_Tasks to complete:_
A. Copy word for word the part of the passage on jaw and airway structure that starts at "For this reason, the" and ends after "easier for him.".
B. Pick up the passage on jaw structure and breathing after its final sentence and write what comes next.

_Passage to read:_
Remember how we started the book with Nestor’s terrible mouth and clogged airways? It turns out a lot of that damage comes from changes in the structure of bones in the face. As our agriculture has gotten more efficient, our food has become more processed and soft. Because of this, we need to chew way less than our ancient ancestors, which has caused our facial/jaw bones to narrow. This leads to the shrinking mouth, crooked teeth, and narrowing airways that Nestor is a victim of.
For this reason, the earliest orthodontics (i.e. braces) weren’t designed to straighten teeth but to widen the mouth. Nestor tries one himself in an attempt to coax his facial bones into widening. After a year, the results are stunning - he gained more than 1000 mm3 of bone in his cheeks and jaws. His airways widened and his jaw became better aligned. Breathing was never easier for him.
Nestor was a bit of a drastic case, but for those whose mouth is less ravaged, simpler habits will also work wonders. He recommends nibbling on “hard, natural foods and chewing gum”, although he doesn’t offer any specifics of what counts as the former. I suspect nuts and some fruit may be examples. Another habit we can adopt is to maintain good “oral posture”. This is the default state of your mouth, which should be lips together, teeth slightly touching and tongue on the roof of the mouth.

Referring expression pointing data:

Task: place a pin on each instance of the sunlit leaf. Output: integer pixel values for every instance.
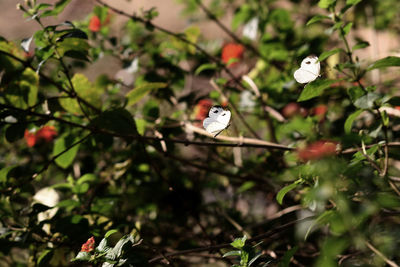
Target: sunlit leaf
(349, 121)
(57, 9)
(360, 45)
(118, 121)
(327, 54)
(366, 101)
(86, 90)
(136, 94)
(385, 62)
(316, 18)
(62, 144)
(314, 89)
(326, 3)
(281, 194)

_Results of the tasks:_
A.
For this reason, the earliest orthodontics (i.e. braces) weren’t designed to straighten teeth but to widen the mouth. Nestor tries one himself in an attempt to coax his facial bones into widening. After a year, the results are stunning - he gained more than 1000 mm3 of bone in his cheeks and jaws. His airways widened and his jaw became better aligned. Breathing was never easier for him.

B.
Up till now, Nestor has described the basics of good breathing which can be practiced by anyone. The final part has examples of extra techniques that require special effort. An example of this is the Tibetan tummo technique. Through a deliberate and aggressive breathing style, tummo engages our sympathetic nervous system and creates heat inside the body. He describes how Westerners such as Wim Hof learned this technique from monks in the Himalaya and went on to perform superhuman feats such as climbing Everest to 7200m wearing nothing but shorts and shoes.
The book finishes with a speculative attempt to explain ancient breathing concepts such as the Indian prāṇa and Chinese chi in terms of modern science. One theory Nestor explores was put forward by Hungarian Nobel Laureate Albert-Szent Györgi which claimed a link between breathing and electron excitability in molecules. The more excitable the electrons, the more reactive and “alive” something. While I appreciated this chapter’s acknowledgement of the importance and advancement of non Western cultures in understanding breathing, I didn’t find the scientific speculation too insightful.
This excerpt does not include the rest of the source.